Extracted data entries
------------------------------------------------------------------------

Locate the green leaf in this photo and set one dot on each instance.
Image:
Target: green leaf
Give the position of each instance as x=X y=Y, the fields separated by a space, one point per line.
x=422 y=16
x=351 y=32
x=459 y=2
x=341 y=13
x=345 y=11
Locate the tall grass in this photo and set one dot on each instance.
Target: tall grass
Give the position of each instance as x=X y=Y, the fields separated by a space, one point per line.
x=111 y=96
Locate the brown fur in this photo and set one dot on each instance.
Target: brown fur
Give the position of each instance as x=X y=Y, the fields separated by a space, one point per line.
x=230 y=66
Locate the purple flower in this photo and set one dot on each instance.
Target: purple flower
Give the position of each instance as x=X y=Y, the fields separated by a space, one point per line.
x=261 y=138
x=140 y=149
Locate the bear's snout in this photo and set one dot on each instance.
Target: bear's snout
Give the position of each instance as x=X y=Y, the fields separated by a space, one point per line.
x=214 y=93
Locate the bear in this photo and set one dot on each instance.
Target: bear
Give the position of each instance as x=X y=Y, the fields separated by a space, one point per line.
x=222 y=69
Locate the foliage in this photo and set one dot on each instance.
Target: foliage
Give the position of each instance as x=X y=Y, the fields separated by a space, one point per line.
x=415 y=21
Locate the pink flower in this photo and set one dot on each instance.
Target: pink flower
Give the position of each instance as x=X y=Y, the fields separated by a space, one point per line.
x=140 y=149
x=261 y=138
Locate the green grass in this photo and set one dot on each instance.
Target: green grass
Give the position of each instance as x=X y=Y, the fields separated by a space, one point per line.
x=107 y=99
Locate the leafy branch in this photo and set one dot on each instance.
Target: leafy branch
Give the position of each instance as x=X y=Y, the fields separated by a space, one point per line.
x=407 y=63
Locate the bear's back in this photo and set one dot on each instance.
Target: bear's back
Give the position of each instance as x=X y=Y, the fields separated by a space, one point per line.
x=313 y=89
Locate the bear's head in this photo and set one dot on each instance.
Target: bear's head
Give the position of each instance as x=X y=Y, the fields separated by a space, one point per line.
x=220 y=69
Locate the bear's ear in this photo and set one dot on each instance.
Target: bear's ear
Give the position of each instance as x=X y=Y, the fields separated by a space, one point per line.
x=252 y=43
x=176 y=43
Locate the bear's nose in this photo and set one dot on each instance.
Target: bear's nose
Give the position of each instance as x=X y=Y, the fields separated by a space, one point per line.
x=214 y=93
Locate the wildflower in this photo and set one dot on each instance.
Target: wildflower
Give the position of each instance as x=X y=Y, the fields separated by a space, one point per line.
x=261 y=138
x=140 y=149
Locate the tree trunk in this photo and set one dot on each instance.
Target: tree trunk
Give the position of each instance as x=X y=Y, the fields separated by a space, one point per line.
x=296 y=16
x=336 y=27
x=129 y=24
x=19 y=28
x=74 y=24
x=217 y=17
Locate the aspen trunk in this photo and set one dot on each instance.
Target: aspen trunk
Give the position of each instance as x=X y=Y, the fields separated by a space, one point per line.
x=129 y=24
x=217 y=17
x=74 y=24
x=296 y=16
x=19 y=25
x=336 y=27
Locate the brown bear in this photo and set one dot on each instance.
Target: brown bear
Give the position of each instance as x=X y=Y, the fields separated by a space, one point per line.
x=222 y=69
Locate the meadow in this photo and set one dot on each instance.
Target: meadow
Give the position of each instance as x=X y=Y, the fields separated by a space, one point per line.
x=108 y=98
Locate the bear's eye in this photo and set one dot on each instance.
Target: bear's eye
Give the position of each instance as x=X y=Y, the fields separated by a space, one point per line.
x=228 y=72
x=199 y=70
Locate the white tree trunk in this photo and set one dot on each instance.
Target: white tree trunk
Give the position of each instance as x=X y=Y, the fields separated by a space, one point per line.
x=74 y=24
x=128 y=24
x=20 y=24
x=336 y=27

------------------------------------------------------------------------

=== AIM ===
Reproduce, word for word, the stretch of the records from the line containing "Locate the tree" through the end.

=== SOLUTION FOR THIS PROBLEM ===
Locate the tree trunk in this photo and set one dot on each instance.
Target: tree trunk
Give the position of each instance as x=X y=Y, the fields separated by a space, one point per line.
x=296 y=16
x=336 y=27
x=129 y=24
x=19 y=28
x=74 y=24
x=217 y=17
Locate the aspen trunk in this photo and set one dot on each instance.
Target: aspen trunk
Give the position of each instance as x=X y=Y, the fields separated by a space, one point per line.
x=129 y=24
x=217 y=17
x=74 y=24
x=296 y=16
x=19 y=25
x=336 y=27
Locate the brown bear in this photo and set one dot on each instance.
Target: brown bear
Give the position of each instance as x=X y=Y, the fields separated by a space, one point per line.
x=222 y=69
Locate the meadow in this photo and set one dot on each instance.
Target: meadow
Give the position of each instance as x=X y=Y, the fields separated by a space, one point per line.
x=108 y=98
Locate the bear's eye in this photo and set one dot on each instance.
Target: bear's eye
Give the position of each instance as x=X y=Y, the fields separated by a space, one point per line.
x=228 y=72
x=199 y=70
Locate the white tree trunk in this photo and set one dot on each instance.
Target: white tree trunk
Give the position of each instance as x=X y=Y, the fields separated by a space, one point per line.
x=74 y=24
x=128 y=24
x=20 y=24
x=336 y=27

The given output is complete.